* _DATA SUPPLIED_:
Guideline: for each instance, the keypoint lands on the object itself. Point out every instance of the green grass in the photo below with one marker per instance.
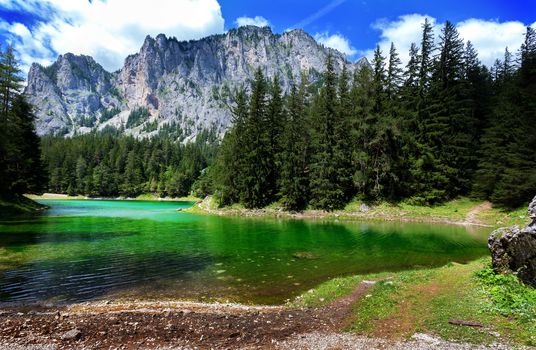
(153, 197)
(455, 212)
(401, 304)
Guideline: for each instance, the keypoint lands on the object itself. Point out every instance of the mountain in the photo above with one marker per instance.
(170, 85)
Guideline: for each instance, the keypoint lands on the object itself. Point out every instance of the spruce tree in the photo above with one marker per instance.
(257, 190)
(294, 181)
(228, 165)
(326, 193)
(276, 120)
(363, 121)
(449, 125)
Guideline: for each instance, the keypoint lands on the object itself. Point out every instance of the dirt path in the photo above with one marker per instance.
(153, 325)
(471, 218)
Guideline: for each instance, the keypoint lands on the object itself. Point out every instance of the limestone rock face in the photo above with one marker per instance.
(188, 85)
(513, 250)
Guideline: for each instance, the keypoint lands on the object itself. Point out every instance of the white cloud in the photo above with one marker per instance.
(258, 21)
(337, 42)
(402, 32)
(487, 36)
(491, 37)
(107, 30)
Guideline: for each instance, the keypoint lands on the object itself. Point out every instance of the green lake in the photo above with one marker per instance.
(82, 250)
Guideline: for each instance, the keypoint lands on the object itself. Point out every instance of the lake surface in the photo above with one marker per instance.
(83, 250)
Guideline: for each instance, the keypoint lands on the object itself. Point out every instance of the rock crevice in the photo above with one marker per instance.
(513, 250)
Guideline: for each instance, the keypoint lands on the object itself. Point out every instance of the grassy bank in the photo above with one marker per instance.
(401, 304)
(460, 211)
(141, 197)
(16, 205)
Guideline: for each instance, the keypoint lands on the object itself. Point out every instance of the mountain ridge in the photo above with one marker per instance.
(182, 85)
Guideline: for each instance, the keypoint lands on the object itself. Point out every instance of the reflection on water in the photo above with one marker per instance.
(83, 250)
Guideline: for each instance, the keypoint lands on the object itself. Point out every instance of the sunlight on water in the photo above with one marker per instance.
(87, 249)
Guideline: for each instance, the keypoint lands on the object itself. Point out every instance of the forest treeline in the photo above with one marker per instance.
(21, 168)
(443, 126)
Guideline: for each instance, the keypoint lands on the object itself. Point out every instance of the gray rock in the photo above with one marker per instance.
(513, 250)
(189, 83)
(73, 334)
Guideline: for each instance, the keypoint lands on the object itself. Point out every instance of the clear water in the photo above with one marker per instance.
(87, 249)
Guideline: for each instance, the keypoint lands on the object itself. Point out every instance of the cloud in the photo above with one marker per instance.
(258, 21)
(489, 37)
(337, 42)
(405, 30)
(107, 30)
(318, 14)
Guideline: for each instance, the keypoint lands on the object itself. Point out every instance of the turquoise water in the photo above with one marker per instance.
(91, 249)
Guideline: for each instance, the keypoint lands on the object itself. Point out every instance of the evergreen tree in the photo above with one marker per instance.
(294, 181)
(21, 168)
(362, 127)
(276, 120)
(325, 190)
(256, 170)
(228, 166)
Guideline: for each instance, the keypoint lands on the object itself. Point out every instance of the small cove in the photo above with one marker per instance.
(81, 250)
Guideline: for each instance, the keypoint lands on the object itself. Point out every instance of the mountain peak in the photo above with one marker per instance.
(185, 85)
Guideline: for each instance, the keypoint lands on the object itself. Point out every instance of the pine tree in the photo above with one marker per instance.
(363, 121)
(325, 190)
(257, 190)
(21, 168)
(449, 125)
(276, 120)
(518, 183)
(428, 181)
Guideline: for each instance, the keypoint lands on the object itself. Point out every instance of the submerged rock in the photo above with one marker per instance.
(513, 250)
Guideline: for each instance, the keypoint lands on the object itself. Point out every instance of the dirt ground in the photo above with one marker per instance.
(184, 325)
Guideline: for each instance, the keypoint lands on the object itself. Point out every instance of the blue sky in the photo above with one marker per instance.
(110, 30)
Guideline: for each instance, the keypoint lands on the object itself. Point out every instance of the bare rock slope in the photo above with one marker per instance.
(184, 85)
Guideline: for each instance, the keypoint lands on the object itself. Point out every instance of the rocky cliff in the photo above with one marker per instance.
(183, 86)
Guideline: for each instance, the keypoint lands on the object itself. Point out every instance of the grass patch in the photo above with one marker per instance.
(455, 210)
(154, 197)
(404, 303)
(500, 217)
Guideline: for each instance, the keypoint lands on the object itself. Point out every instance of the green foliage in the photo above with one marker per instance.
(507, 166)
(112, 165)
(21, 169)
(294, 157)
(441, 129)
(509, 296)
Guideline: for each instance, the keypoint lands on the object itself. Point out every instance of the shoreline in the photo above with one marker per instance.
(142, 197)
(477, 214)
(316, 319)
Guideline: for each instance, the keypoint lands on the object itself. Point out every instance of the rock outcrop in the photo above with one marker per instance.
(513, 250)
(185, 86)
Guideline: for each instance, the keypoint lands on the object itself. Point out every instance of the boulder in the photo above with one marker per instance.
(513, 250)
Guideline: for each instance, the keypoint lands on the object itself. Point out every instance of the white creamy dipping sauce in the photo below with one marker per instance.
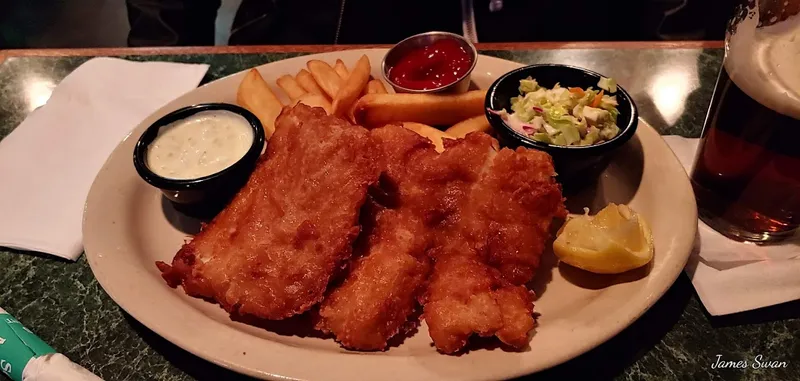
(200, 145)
==
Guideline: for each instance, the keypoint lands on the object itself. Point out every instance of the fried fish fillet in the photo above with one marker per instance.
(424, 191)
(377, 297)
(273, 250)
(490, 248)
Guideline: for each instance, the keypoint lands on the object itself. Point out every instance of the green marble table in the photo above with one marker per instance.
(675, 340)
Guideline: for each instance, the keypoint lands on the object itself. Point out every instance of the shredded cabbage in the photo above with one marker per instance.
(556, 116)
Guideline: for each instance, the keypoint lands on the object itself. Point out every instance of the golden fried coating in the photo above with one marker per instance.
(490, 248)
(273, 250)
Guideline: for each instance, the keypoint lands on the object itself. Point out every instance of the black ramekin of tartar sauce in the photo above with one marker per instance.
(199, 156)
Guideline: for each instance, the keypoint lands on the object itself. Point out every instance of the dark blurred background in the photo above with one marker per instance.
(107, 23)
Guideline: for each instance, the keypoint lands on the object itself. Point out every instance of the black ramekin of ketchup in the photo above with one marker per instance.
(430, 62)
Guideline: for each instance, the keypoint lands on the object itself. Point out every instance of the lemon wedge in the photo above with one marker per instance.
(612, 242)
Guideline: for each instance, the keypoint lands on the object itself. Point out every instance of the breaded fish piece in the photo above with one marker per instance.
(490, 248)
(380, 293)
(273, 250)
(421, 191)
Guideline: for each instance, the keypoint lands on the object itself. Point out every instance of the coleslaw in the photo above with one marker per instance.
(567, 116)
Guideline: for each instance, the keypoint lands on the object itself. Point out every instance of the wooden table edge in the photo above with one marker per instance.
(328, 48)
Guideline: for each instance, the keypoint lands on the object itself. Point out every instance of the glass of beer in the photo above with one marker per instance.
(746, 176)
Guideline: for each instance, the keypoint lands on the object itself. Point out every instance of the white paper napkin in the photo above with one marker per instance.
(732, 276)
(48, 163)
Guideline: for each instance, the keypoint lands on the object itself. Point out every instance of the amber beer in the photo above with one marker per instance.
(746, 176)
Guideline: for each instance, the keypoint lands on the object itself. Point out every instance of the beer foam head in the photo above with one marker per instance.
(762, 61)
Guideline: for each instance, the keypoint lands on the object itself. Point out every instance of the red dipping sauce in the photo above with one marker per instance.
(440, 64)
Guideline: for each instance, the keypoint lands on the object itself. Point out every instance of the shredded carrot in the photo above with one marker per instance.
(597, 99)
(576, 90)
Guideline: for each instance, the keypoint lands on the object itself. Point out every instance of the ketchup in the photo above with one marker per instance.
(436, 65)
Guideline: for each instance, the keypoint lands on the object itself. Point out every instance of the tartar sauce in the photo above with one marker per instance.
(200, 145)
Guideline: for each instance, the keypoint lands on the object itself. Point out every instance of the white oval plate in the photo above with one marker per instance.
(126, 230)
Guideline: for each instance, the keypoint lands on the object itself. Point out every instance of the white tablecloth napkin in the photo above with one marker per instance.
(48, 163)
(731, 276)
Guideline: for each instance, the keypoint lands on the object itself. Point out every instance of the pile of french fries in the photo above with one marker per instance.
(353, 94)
--
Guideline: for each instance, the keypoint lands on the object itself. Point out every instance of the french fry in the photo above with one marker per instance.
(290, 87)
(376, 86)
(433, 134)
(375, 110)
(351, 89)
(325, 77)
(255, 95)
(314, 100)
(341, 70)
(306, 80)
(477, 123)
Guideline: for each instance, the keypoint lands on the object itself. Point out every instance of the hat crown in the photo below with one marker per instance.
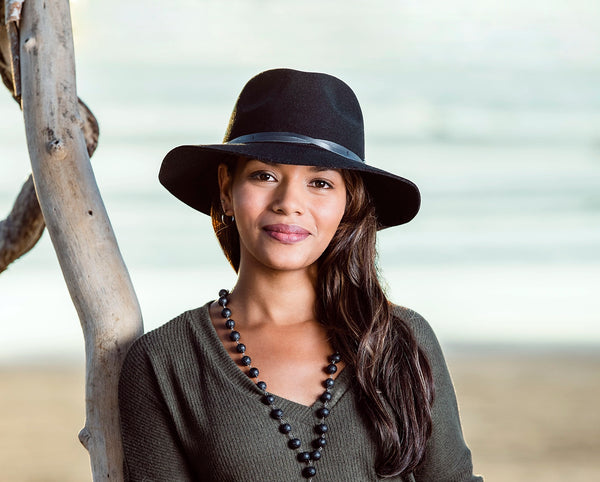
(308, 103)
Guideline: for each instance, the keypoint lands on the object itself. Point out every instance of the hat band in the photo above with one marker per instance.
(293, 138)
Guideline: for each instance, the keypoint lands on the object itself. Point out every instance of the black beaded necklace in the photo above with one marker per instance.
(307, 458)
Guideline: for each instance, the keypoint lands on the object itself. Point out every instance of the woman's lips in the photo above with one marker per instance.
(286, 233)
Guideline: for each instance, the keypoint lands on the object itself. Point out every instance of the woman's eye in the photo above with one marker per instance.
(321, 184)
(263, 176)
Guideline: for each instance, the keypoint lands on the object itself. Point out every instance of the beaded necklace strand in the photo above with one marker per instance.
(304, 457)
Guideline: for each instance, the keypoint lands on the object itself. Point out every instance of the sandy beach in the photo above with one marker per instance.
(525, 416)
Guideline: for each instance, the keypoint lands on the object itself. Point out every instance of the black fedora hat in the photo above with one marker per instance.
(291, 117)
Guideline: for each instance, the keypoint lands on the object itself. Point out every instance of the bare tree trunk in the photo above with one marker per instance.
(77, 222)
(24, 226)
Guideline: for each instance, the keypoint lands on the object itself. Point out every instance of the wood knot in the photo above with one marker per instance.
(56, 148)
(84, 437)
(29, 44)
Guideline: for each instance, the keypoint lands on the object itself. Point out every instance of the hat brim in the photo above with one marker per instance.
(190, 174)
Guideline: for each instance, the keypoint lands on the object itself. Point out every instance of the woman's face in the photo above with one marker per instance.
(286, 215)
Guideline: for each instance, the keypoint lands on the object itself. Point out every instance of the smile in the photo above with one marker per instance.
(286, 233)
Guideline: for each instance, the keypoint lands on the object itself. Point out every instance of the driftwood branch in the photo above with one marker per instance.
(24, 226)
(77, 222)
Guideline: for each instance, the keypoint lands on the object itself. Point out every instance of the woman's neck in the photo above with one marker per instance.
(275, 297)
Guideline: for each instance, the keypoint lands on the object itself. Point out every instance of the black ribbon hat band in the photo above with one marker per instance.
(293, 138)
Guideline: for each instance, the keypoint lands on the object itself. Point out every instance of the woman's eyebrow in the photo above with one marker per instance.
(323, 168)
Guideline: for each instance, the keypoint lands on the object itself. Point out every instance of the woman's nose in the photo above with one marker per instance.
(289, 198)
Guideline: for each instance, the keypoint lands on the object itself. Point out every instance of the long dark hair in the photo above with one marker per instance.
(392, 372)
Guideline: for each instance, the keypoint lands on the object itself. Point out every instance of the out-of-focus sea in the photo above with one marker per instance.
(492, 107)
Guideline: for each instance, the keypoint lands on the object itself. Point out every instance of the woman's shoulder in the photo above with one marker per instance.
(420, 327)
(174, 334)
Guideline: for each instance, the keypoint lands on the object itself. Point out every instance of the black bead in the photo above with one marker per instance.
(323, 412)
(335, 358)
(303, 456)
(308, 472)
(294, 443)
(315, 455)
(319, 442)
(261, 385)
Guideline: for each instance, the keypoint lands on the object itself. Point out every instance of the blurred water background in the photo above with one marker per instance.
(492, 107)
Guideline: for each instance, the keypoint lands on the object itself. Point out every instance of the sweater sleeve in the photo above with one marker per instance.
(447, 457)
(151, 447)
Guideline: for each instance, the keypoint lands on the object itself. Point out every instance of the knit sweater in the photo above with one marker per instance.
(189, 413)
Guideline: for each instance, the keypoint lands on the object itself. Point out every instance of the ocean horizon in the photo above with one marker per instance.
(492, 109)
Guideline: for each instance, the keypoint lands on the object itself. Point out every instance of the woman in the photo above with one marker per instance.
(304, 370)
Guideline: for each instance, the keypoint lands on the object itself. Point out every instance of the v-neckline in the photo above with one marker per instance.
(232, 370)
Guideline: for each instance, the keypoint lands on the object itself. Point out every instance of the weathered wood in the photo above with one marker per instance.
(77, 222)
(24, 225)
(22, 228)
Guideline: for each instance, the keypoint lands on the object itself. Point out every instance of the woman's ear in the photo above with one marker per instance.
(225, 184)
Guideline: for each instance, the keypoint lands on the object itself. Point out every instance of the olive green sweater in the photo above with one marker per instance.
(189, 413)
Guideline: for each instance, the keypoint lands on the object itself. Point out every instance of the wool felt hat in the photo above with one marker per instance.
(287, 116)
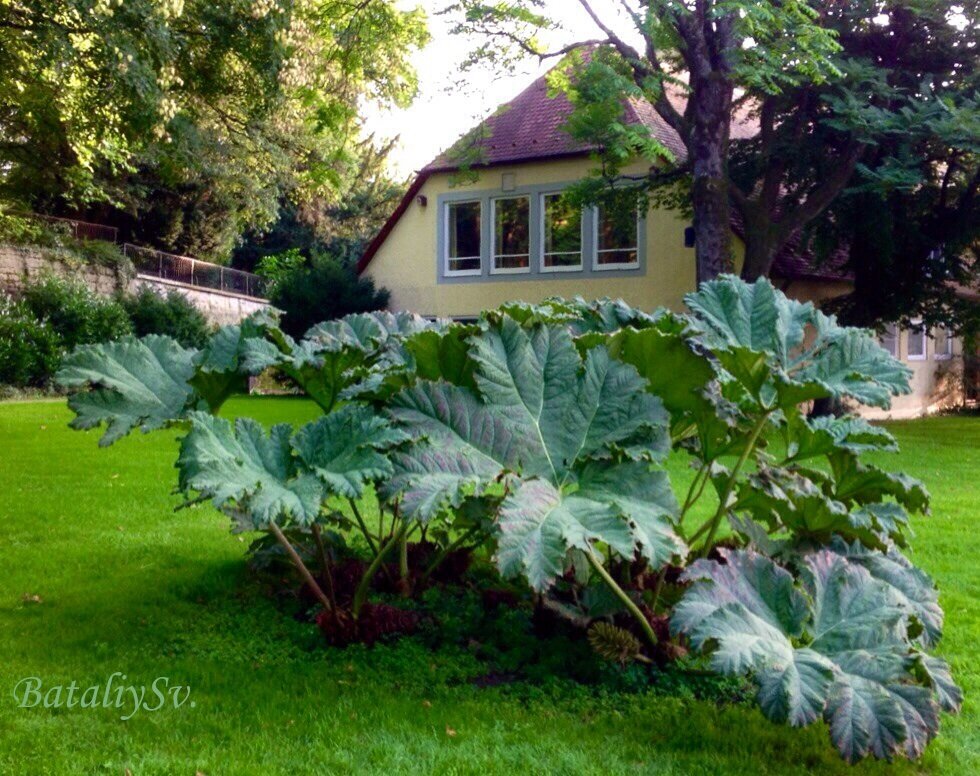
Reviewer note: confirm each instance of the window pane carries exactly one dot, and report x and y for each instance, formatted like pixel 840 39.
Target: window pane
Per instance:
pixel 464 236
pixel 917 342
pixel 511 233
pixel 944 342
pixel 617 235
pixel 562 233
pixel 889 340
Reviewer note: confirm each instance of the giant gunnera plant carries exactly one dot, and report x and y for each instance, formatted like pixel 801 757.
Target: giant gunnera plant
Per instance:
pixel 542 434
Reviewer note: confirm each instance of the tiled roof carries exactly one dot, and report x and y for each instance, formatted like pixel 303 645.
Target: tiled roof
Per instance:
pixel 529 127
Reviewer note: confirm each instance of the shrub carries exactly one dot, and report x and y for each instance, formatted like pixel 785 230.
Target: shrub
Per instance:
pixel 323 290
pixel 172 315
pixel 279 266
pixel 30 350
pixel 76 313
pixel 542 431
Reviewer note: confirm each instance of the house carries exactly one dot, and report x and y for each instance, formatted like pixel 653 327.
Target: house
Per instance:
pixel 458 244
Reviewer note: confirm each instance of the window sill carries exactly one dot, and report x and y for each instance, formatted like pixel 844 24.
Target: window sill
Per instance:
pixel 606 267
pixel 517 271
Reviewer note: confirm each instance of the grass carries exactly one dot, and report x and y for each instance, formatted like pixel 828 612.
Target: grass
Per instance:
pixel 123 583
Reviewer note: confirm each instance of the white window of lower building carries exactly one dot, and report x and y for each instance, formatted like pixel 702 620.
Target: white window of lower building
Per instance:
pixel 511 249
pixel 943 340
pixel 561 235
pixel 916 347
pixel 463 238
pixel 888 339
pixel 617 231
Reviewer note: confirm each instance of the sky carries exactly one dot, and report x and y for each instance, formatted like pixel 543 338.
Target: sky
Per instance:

* _TASK DESCRIPTION_: Take the records above and return, word for word, only the lines that fall from the line with "Reviewer note: confirm each instance of the house" to the line with "Target: white window of lower building", both of them included.

* _FINISHED TASK_:
Reviewer note: confirm each instance of the house carries exactly one dot, and report x and y for each instance, formatted like pixel 653 327.
Target: house
Per instance:
pixel 458 244
Reviewer note: confirm each instance of the window sill carries exactly one dot, and report x and y for each instance, formatted like pixel 844 24.
Target: window sill
Per instance:
pixel 606 267
pixel 517 271
Reviewer note: confirm each instance of the grass carries exactly one dot, and report x and y for each instance, formatted like pixel 828 612.
Target: grass
Per instance:
pixel 123 583
Reviewer note: confirm each instance of the white window of lower building carries exactly one dot, and report x and y for each instance, formatted like pixel 702 620.
Target: white window of lower building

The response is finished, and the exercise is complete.